Instruction » Reproduce the data below with every "disc" switched to "circle", keeping all other text unchanged.

Working data »
## START
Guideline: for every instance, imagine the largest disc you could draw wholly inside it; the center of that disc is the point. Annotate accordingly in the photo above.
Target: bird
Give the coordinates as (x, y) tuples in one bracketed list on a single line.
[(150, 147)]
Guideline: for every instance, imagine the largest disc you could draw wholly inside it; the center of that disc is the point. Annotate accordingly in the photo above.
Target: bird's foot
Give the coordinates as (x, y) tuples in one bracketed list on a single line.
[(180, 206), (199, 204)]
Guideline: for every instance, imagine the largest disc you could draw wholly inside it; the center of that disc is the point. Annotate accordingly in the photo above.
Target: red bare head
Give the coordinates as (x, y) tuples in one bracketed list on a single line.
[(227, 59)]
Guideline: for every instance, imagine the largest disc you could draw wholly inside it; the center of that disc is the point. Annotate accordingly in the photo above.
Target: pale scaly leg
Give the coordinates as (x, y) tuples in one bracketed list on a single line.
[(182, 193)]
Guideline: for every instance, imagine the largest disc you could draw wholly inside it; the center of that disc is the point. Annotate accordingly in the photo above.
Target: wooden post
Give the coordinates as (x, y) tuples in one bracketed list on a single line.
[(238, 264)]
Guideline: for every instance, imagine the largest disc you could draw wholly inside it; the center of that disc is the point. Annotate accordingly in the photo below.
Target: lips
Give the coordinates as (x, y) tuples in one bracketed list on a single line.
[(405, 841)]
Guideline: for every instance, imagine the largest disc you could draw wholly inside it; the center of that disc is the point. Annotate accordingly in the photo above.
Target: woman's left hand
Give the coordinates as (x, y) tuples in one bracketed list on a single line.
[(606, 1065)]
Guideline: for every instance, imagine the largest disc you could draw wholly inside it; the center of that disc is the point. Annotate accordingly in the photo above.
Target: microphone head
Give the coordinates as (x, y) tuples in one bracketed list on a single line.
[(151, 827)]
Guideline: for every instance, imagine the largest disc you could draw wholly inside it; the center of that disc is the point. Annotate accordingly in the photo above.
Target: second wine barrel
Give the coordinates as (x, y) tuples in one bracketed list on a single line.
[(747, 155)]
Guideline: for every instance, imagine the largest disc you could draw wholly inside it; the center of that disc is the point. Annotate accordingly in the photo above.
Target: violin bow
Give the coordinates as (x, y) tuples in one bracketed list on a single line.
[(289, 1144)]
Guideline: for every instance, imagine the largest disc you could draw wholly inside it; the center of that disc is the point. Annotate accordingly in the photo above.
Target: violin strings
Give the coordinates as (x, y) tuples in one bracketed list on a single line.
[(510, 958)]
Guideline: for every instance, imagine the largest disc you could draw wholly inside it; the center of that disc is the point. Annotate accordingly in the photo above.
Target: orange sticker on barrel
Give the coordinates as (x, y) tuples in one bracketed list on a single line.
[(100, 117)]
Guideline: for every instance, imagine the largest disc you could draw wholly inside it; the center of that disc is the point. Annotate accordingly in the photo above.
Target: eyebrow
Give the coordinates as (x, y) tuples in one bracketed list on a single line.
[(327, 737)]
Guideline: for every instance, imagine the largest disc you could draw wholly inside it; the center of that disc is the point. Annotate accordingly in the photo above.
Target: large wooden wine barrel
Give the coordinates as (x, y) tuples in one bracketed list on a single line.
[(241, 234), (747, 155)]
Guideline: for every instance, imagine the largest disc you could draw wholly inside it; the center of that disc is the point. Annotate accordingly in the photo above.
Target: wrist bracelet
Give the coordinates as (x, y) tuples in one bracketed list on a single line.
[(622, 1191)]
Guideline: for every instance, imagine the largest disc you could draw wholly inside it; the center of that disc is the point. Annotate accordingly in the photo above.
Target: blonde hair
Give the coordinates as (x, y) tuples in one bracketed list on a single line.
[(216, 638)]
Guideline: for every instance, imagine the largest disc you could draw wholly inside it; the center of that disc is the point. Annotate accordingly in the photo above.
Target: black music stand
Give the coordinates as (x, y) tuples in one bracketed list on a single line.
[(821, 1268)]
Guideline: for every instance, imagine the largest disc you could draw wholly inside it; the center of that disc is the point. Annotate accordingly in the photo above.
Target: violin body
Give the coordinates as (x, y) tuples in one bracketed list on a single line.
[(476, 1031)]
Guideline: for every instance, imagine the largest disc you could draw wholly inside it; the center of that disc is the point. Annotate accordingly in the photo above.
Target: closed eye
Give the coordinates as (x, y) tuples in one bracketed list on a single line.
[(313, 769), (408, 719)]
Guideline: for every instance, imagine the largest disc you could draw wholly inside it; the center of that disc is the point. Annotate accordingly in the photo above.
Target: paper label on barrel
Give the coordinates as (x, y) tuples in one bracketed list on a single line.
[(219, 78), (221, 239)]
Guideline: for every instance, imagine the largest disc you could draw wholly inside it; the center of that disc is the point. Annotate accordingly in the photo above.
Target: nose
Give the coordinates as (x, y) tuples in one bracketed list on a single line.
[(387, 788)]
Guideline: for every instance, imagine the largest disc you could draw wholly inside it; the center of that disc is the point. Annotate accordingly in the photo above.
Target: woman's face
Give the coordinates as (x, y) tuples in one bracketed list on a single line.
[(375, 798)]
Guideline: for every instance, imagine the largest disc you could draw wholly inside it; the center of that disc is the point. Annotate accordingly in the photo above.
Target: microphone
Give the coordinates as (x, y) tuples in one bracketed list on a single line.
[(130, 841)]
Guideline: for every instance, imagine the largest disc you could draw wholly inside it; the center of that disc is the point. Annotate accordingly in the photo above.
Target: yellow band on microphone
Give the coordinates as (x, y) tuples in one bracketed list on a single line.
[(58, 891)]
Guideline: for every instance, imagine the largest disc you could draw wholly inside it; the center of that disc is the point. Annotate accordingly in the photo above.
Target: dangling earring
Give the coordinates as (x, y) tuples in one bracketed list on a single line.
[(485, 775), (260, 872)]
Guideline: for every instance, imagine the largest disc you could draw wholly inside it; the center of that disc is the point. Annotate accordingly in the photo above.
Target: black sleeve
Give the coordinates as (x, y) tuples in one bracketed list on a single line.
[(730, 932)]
## END
Finished answer »
Guideline: for every instance, imagine the largest circle you could draw wholly inside it; the center of that circle is the point. Annotate accordingly in the photo above.
Target: bird
Give the coordinates as (x, y) tuples in one bracketed list on a single line.
[(150, 147)]
Guideline: for every instance, imagine the largest circle you could draw wholly inside it; the center of that circle is the point. Annotate accordingly in the photo above.
Target: bird's foot
Give the coordinates as (x, y) tuples in one bracketed list on a single line.
[(180, 206), (199, 204)]
Guideline: for every instance, imagine the largest circle you could draw wholly inside it; the center of that circle is the point. Annotate accordingly in the photo above.
Target: red bare head
Give the coordinates as (x, y) tuples in one bracketed list on a single line.
[(227, 59)]
Guideline: for every instance, imagine the largest circle you could draw wholly inside it; the center of that circle is the point. Annotate accordingly in the photo above.
Target: pale scaly leg
Give the coordinates as (x, y) tuples in one bracketed list on a single line.
[(182, 193)]
Guideline: for every instance, imagine the largest circle you could draw wholly inside it; the center of that circle is the point. Annotate accordingly in the photo above.
Target: wooden post
Give the coordinates as (x, y) tuples in one bracketed list on a single line.
[(238, 264)]
Guideline: for every instance, imagine the largest circle you could draw wholly inside it; the center of that circle is the point. Annotate accordingly in the photo below.
Target: lips
Give the coordinates as (x, y) tuples in one bracketed list on a single line.
[(405, 841)]
Guideline: for every instance, imagine the largest circle you could draw wholly inside it; the center of that circle is the point. Annotate accordingly in the photo above.
Target: woman's left hand
Give the coordinates as (x, y) tuples in one bracketed list on a single line.
[(606, 1065)]
Guideline: for every instance, imagine the largest circle you could draw wholly inside it; the center of that circle is the point. Annotate accordingly in the photo above.
Target: microphone head
Give the coordinates as (x, y) tuples in one bracketed list on a single line.
[(151, 827)]
Guideline: for every instance, imagine the largest circle you could draw wholly inside it; the center of that circle is the point. Annotate accordingly in the photo above.
Target: second wine barrel
Give the coordinates as (x, y) tuples in one bracketed list on a single line.
[(747, 155)]
Guideline: for every instance, imagine the largest circle you could draw wholly inside it; the center of that circle is the point. Annotate accordingly in the photo above.
Target: violin bow
Give the coordinates as (x, y) tuples in one bracketed list on a single line.
[(289, 1144)]
Guideline: for every instance, imagine the largest circle you could draw wholly inside it; the center of that circle is the point. Annotate accordingly in the photo above.
Target: violin strings
Give the coordinates as (x, y) tuples in one bracketed list on a single line.
[(510, 958)]
Guideline: for every instance, imagine the largest circle you could draw wholly inside it; the center of that circle is the point. Annotate accordingly in the photo above.
Target: orange sticker on barrel
Give the coordinates as (x, y) tuples in one bracketed list on a single line.
[(100, 117)]
Guideline: for every instance, imagine the largest circle you could draw wholly inside it; the center of that circle is the point. Annotate accordingly in the photo above.
Target: eyebrow
Give the coordinates as (x, y) tuples in one bracketed list on a single line.
[(327, 737)]
Guideline: for every instance, imagine the largest circle you could draw wholly inside it; the center of that circle is the point. Annotate accordingly in the photo above.
Target: large wooden wine barrel
Give the coordinates as (x, y) tuples in one bracketed list on a single line.
[(241, 234), (747, 155)]
Guideline: for every instance, imagine the largest circle you could draw wholly inside it; the center of that circle is the point. Annotate accordingly in the photo above.
Target: wrist bracelet
Give the coordinates as (x, y) tuples in one bracketed list on a single line.
[(622, 1191)]
Guideline: for every instance, imagine the largest circle you could draw wholly inside it; the center of that circle is the point. Annotate accordingly in the photo above.
Target: blonde hair
Give the coordinates as (x, y) tuples in one bracketed list on a single line.
[(216, 638)]
Guideline: for every instance, imagine the largest circle you could draw wholly inside it; the center of that circle is the point. Annotate accordingly in the photo above.
Target: black music stand
Give the coordinates as (x, y) tuples in one bracketed list on a single line.
[(821, 1268)]
Guideline: for every instance, imagine the largest circle you could draw wholly inside it; the center of that circle is the point. Annotate accordingly in the photo above.
Target: violin body
Give the coordinates as (x, y) tuples in one bracketed list on a single line.
[(476, 1031)]
Guideline: for every instance, imagine the largest circle you could draw wholly inside it; the center of that circle is the point. Annotate accordingly in the photo above.
Target: closed eye
Give the coordinates as (x, y) tuples in one bracketed list on a single line.
[(313, 769), (408, 719)]
Guideline: for every instance, imagine the largest circle you could draw wholly inside it; the center of that circle is the point. Annotate accordingly in the photo above.
Target: paper label on barrel
Give the coordinates as (x, y) tuples in one bracketed list on a single line.
[(219, 78), (221, 239)]
Guideline: for every instance, imagine the largest circle you could draw wholly inside it; the center of that circle is the point. Annotate accordingly in the photo above.
Target: nose
Give the coordinates as (x, y) tuples in one bracketed list on a single line.
[(387, 788)]
Guideline: for every instance, imagine the largest circle you could draw wholly inside it; the center of that circle is the point. Annotate accordingly in the photo above.
Target: woman's face
Give the coordinates as (x, y) tuples in one bracketed list on a single line.
[(375, 798)]
Guideline: for every instance, imagine the largest circle you could draw wholly inside it; the center of that circle is the point. Annotate accordingly in the photo above.
Target: microphone
Give the coordinates as (x, y) tuples in one bracketed list on a single line.
[(130, 841)]
Guideline: for every instance, imagine the largest circle you could draw wholly inside it; the center of that circle is the point. Annotate accordingly in the photo above.
Target: yellow band on microphone
Give the coordinates as (x, y) tuples in one bracketed list on a single line.
[(58, 891)]
Guideline: for every instance, imagine the largest circle you could draw wholly inside it; the center of that circle is the point. Annotate accordingly in the photo above.
Target: dangling earring
Give the coordinates as (x, y) tuples in one bracketed list on a single line.
[(485, 775), (260, 872)]
Guideline: for every instance, imagine the largest circle you could draw wholly inside it; the center of that circle is the point. Annotate accordingly in the photo above.
Target: black sleeve
Give the coordinates as (x, y) tuples in one bracketed list on a single line.
[(730, 932)]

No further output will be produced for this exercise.